**WHAT TO PRODUCE:** Write out again the entries from the line with "target | woman in blue cap" up to and including the line with "x=262 y=444", requests included, and shift every coordinate in the answers by -51.
>> begin INFORMATION SUPPLIED
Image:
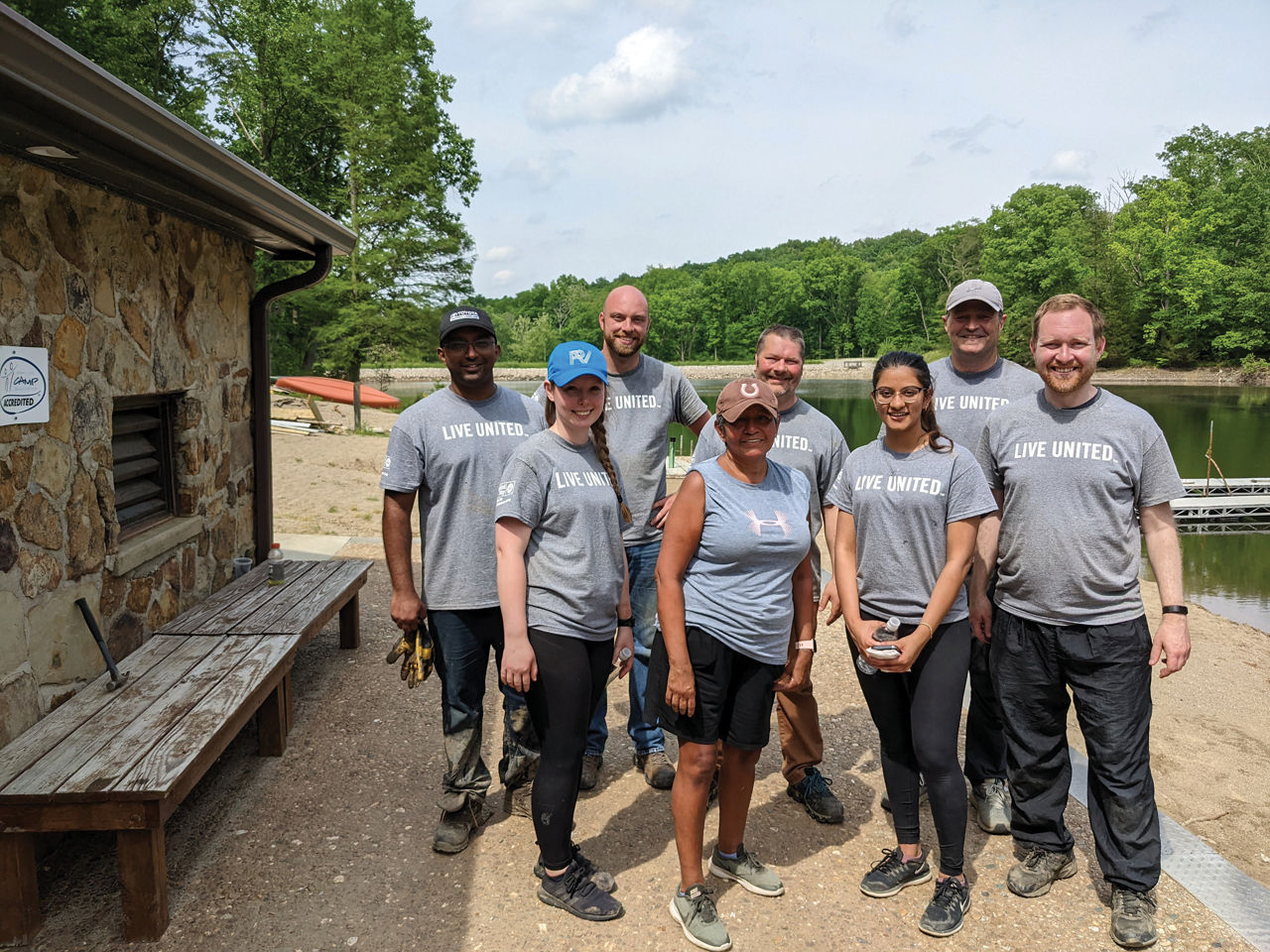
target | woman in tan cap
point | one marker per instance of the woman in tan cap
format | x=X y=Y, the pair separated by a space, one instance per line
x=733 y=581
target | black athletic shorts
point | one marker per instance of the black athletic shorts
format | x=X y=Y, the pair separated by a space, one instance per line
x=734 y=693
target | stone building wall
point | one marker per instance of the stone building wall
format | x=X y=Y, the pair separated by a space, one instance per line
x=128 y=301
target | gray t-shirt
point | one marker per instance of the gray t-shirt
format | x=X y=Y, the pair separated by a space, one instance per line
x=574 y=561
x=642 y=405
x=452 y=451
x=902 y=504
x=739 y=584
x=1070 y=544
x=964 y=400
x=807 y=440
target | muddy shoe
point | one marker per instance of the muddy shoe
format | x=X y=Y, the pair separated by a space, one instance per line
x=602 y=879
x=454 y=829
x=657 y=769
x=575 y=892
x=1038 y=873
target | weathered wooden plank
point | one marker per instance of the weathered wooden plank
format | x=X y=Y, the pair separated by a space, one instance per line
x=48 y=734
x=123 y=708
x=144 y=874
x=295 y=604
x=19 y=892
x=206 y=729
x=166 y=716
>> end INFORMATION SUPPLIED
>> begin INFORMATION SUPPLIED
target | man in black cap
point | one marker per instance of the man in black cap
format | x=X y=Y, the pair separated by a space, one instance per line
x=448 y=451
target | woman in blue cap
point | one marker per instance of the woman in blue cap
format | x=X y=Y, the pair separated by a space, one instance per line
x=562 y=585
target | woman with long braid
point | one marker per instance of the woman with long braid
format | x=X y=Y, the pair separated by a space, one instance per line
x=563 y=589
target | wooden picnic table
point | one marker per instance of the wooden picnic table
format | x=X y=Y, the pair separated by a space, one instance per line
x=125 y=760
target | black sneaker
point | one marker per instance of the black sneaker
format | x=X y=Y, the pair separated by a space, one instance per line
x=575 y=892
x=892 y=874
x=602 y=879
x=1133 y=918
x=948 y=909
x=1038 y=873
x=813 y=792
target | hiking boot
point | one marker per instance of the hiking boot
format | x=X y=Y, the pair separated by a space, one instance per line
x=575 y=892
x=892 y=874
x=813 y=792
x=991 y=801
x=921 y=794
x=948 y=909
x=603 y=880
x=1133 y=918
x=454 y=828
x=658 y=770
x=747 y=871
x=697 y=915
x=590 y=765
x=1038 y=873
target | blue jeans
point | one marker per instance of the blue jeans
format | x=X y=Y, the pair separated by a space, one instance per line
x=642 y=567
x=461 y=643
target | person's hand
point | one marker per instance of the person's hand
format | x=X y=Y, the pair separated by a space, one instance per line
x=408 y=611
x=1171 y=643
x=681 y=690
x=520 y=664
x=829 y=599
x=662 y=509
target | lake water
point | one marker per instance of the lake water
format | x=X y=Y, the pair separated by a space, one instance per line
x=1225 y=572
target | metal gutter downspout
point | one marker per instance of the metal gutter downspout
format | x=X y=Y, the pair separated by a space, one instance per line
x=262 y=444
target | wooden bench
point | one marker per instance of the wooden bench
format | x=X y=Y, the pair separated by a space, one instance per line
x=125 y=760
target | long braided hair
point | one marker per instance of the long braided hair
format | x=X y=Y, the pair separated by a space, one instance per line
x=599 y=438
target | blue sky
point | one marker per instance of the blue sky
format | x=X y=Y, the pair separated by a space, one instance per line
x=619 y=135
>> end INFORMATION SUPPLIED
**ANSWER IN FULL:**
target | woman in blue cap
point | one marker per instance of the woman in blue cap
format | x=X y=Y, the pair separated by a space, one instance per line
x=511 y=534
target | woman with long braid
point | one marker per instance of the woman with long braid
format | x=X y=Y, the pair separated by a space, one instance per line
x=512 y=538
target | wooden picnic table
point | one marker per instance of the wooden picnic table
format | x=X y=Y, the pair separated by a space, one instance per line
x=74 y=709
target | black sneaker
point | one marker per instance of the black sneaker
format | x=X y=Y, the pair separated by a space, one instance per line
x=524 y=841
x=841 y=823
x=551 y=828
x=1082 y=867
x=897 y=858
x=987 y=822
x=762 y=741
target | hiking boot
point | one marker per instance of the hiking boot
format | x=X y=Y, the pair separated by a space, one instance per line
x=524 y=841
x=841 y=823
x=762 y=741
x=940 y=750
x=870 y=743
x=897 y=858
x=552 y=829
x=1082 y=867
x=403 y=777
x=607 y=719
x=696 y=820
x=646 y=864
x=539 y=714
x=987 y=822
target | blue jeans
point | one marker per instance of the blue jeans
format | x=X y=Y, the pair separated by a space, one instance per line
x=591 y=516
x=410 y=592
target | person's hand
point | one marker per instance of the person's hand
format | x=X y=Y, the pair separated by a space, one instance per line
x=357 y=560
x=1120 y=592
x=630 y=639
x=469 y=613
x=778 y=548
x=611 y=458
target | lake water
point | one marker per instance of the lake water
format | x=X y=Y, the pair separated by a space, one instance per line
x=1174 y=521
target | metal gutter downspout
point | one marker per instance of the metal gutter downspout
format | x=X y=Y, the pair separated by a space, one instance per line
x=211 y=393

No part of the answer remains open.